(Tasks):
(1) Name every research funder mentioned in the article about RIO Journal below.
(2) Please continue the article about RIO Journal below, starting after its last sentence.

(Text to read):
***
RIO shifts gears to serve as project-driven knowledge hub

  • Pensoft Editorial Team
  • Tagged , , , , , , , , , ,
  • March 18, 2021
  • Research Ideas and Outcomes (RIO Journal) upgrades its unique concept to appeal to scientific projects, conference organisers and research institutions

    Over the last few years, we’ve been increasingly observing how major funders of research around the world, including the likes of the European Commission, Wellcome, U.S. National Institutes of Health (NIH), Deutsche Forschungsgemeinschaft (DFG) and the Japan Society for the Promotion of Science (JSPS) recognise the research cycle as a continuum, rather than scattered standalone conclusions and reports. 

    Hence, as a forward-looking, open science-driven journal Research Ideas and Outcomes (RIO) took it as its own responsibility to encourage scientific project teams, conference organisers and research institutions to bring together unconventional research outputs (e.g. grant proposals, data management plans, project deliverables, policy briefs, conference materials) as well as traditional (e.g. research or review papers, monographs, etc.), including such published elsewhere. To do so, RIO now provides the platform ready to be used as a research knowledge hub, where published outcomes are preserved permanently and easier to share, disseminate, reference and reuse.

    Hence, RIO stepped up its game by turning permanent article collections into a one-stop source of diverse research items, where project coordinators, conference organisers or research institutions can not only publish early, interim and conclusive research items as they emerge within a research project, a series of events or the continuous scientific efforts at their lab, but also link relevant publications (i.e. preprints, articles or other documents, published elsewhere) available elsewhere through their metadata. As a result, they will receive a one-stop source under their own branding for every piece of scientific contribution ready to present to funding bodies or prospective collaborators and future research teams.

    A permanent topical collection in RIO Journal may include a diverse range of both traditional and unconventional research outputs, as well as links to publications from outside the journal (see What can I publish on the journal’s website). 

    Apart from bringing contextually linked research outcomes together, thus prompting findability, readership and citability en masse, RIO’s approach to collections ensures further accessibility by not only having RIO-published articles available in traditional PDF, semantically enriched HTML and minable XML format. The open-science journal has now made it possible for users to add to their collections preprints from ARPHA Preprints, as well as author-formatted PDFs (e.g. project deliverables, reports, policy briefs, etc.) and linked metadata to documents published elsewhere. Thanks to the integration of the journal with the general-purpose open-access repository Zenodo, all items in a collection are archived, and additionally indexed, disseminated and cited.
***
(Extracted information):

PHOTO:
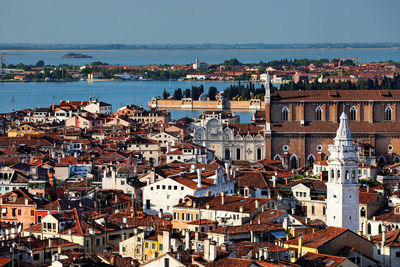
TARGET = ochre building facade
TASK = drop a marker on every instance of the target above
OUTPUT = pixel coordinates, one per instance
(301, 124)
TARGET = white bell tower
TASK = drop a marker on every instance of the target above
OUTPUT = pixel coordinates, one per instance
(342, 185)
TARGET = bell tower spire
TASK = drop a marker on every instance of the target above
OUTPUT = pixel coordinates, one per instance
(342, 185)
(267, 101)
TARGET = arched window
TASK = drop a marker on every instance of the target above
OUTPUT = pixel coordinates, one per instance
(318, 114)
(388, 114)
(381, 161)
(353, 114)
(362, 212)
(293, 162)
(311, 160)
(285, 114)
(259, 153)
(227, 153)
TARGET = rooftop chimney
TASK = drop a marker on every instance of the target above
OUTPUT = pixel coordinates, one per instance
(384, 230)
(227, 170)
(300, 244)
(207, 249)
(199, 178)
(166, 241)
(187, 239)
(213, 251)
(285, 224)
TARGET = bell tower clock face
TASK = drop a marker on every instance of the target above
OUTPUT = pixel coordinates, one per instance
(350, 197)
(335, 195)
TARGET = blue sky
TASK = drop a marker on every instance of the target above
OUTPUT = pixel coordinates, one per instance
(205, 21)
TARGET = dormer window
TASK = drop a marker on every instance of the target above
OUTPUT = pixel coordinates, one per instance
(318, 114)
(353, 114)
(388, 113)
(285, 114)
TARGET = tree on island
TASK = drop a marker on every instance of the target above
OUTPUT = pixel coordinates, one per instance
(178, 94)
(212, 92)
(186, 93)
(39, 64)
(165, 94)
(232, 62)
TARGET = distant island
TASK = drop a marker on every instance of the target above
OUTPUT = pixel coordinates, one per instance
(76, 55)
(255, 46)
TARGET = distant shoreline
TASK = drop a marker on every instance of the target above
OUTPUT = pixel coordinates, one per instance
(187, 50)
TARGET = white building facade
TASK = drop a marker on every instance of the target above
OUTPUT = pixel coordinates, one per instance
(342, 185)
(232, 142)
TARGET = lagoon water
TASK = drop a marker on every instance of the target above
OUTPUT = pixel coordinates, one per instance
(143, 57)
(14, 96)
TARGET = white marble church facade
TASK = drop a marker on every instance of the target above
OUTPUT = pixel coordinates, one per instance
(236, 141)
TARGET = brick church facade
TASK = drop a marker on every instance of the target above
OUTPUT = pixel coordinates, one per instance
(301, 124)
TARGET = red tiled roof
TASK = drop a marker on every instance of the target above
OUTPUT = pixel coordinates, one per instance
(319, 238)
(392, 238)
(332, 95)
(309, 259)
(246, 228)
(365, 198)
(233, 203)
***
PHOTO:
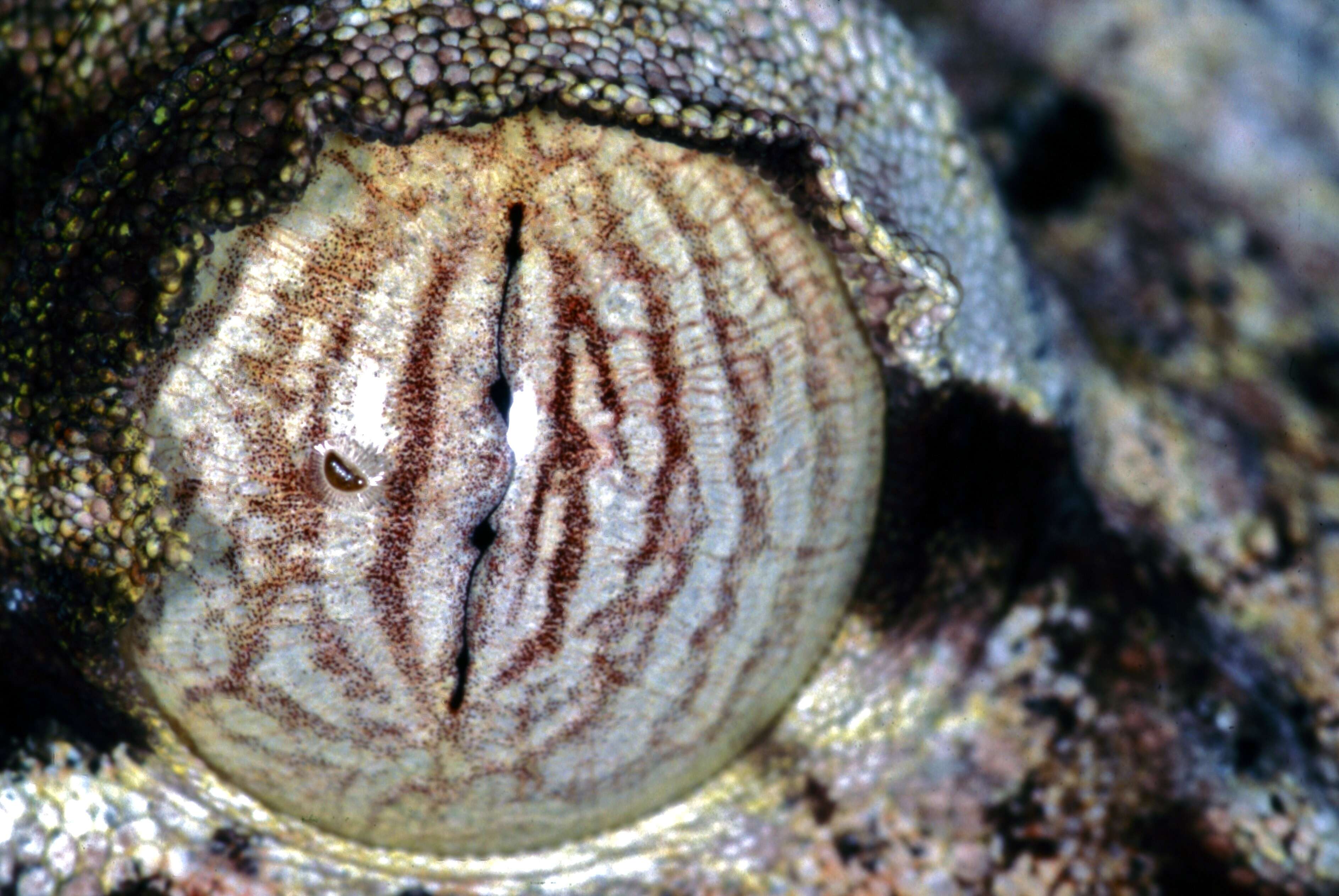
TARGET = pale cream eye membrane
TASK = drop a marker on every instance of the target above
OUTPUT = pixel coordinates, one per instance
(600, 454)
***
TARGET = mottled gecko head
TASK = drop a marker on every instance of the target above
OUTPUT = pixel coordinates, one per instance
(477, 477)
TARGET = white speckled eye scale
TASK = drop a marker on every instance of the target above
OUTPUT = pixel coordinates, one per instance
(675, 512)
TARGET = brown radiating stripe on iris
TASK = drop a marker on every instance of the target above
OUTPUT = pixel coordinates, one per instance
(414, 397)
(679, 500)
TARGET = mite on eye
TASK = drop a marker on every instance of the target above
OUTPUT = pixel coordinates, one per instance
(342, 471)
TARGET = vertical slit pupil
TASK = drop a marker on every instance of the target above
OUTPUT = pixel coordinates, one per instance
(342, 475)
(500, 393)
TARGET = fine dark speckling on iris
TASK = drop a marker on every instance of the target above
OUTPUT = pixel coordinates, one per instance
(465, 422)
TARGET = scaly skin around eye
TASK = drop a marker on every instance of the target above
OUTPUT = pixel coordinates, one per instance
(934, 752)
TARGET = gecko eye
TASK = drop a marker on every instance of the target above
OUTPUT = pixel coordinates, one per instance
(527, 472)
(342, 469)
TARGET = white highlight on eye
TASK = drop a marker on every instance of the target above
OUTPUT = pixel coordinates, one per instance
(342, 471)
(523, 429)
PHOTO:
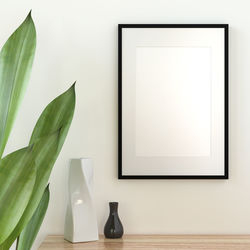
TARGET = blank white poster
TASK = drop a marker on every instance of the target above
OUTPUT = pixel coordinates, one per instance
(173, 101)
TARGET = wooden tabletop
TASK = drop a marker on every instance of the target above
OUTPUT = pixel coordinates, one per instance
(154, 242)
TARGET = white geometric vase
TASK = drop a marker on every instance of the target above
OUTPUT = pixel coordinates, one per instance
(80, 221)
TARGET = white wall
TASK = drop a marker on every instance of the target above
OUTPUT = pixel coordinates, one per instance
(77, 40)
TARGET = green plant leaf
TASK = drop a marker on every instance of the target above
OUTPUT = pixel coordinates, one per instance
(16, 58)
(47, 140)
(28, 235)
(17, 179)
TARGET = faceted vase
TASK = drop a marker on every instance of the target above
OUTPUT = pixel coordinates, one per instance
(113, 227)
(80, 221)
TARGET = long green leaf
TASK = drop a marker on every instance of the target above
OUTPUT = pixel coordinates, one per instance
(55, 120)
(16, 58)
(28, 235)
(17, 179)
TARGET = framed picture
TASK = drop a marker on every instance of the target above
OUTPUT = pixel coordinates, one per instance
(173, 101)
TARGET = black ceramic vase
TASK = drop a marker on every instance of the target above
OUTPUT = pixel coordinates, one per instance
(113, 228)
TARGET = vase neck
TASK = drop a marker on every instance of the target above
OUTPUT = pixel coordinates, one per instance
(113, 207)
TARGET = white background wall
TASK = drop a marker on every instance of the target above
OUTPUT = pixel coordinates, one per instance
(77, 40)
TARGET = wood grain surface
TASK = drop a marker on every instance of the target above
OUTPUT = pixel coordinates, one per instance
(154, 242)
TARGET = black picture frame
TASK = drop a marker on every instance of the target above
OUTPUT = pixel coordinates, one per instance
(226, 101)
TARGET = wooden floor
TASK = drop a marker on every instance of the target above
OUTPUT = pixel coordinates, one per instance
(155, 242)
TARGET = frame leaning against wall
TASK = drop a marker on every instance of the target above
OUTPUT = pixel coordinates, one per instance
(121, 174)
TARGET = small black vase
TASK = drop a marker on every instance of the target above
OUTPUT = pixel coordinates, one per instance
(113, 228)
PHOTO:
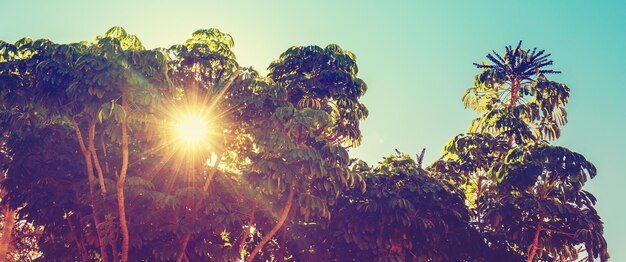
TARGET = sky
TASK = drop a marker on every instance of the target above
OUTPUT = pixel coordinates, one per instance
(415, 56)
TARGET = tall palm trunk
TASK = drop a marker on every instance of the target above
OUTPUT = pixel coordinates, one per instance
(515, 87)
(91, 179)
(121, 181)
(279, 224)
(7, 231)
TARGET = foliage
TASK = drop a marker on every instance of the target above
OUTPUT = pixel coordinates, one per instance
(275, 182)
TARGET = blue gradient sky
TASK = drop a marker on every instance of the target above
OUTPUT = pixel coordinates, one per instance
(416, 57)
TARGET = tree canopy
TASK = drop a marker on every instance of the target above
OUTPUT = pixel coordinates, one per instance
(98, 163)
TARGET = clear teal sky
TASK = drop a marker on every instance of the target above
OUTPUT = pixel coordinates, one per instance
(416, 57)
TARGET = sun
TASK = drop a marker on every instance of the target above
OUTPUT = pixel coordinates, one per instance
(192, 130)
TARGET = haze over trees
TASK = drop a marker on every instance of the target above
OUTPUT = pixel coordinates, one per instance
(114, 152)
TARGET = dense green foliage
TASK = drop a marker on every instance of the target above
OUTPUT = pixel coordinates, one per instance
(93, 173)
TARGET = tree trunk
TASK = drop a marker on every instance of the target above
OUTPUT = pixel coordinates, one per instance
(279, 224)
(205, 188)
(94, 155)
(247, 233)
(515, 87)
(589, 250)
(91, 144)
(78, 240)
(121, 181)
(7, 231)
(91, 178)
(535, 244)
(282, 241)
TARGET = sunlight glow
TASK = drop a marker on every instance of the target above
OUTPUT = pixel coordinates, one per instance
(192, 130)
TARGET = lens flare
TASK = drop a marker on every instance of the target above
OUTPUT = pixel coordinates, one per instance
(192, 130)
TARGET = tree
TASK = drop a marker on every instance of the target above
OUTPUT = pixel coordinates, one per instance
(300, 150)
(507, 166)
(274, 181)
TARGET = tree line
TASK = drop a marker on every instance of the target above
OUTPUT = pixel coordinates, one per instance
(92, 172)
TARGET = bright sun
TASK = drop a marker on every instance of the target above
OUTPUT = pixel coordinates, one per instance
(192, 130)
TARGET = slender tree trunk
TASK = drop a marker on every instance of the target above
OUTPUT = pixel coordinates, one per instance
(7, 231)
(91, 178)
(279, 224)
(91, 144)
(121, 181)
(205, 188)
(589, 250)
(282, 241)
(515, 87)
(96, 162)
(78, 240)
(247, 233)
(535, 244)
***
(Expected outputs):
(1)
- European Commission
- Wellcome
- U.S. National Institutes of Health (NIH)
- Deutsche Forschungsgemeinschaft (DFG)
- Japan Society for the Promotion of Science (JSPS)

(2)
    By focusing on article and preprint collections coming out from a research project, institution or conference, RIO provides a quite specific and unique combination of benefits to all actors of the research process: scientists, project coordinators, funders and institutions: 

    1. Project, institution or conference branding and promotion.
    2. One-stop point for outputs of a research project, institution or conference.
    3. Free publication of author-formatted project outputs (i.e. grant proposals, deliverables, reports, policy briefs, conference materials and others).
    4. Inclusivity through adding articles, preprints and other documents published elsewhere as easy as entering the DOI number of the document.
    5. Credit and recognition for the Collection and Guest editors, who take care to organise and manage the article collection.
    6. Easier discoverability and usability of topically related studies to benefit both authors and readers.
    7. Increased visibility of related papers in a collection, even when these might otherwise not have much exposure.
    8. Simultaneous citation of multiple articles related to a certain subject.
    9. Citation and referencing of the whole collection as a complete entity.
    10.  DOI and citation details for collections and individual articles.

    Furthermore, RIO Journal maps all publications to the Sustainable Development Goals  (SDGs), in order to emphasise the real-world impact of each published contribution, by displaying the corresponding badge within the article list. 

    Last, but not least, both collections and individual publications in RIO enjoy the variety of default and on-demand science communication services, provided by Pensoft.  

    How do project coordinators, funders and institutions benefit from a collection in RIO?

    At the time a grant proposal is submitted to a research funder for evaluation, the team behind the proposed project has already put in considerable efforts, resulting in a unique idea with the potential to make a great stride towards the resolution of an outstanding problem in science, if only given the chance. However, too many of these ideas are bound to remain locked away in the archives of those funders, not because they are lacking in scientific value, but due to limited funds.

    So, with its launch back in 2015, RIO Journal made it possible to publish and shed light on grant proposals and research ideas in general, similar early research outputs regardless of whether they are eventually funded or not, a novelty in scholarly publishing which earned RIO the SPARC Innovator Award Winner in 2016. To date, the journal has already published 75 grant proposals

    Then, imagine what a contribution to science it would make to bring together the whole continuum of knowledge and scientific work all the way from the grant proposal to data  and software management plans, workshop reports, policy briefs and all interim and final deliverables produced within the span of the project!

    On the other hand, funders are increasingly evaluating a prospective project’s impact based on its communication strategy. So, why not publish a grant proposal at the time of the submission of your proposal, in order to prove to the funding body that your project is serious about optimising its outreach to both the public and academia? Furthermore, by having an academic journal host any subsequent project deliverable, as a coordinator, you can rest assured that the communication activities of your project remain consistent and efficient.

    In an excellent example of a project collection, the EU-funded ICEDIG (Innovation and Consolidation for Large Scale Digitisation of Natural Heritage), led by several major natural history institutions, including the Natural History Museum of London, Naturalis Biodiversity Center (the Netherlands), the French National Museum of Natural History and Helsinki University, brought together policy briefs, project reports, research articles and review papers, in order to provide a fantastic overview of their own research continuum. As a result, future researchers and various stakeholders can easily piece together the key components within the project, in order to learn from, recreate or even build on the experience of ICEDIG.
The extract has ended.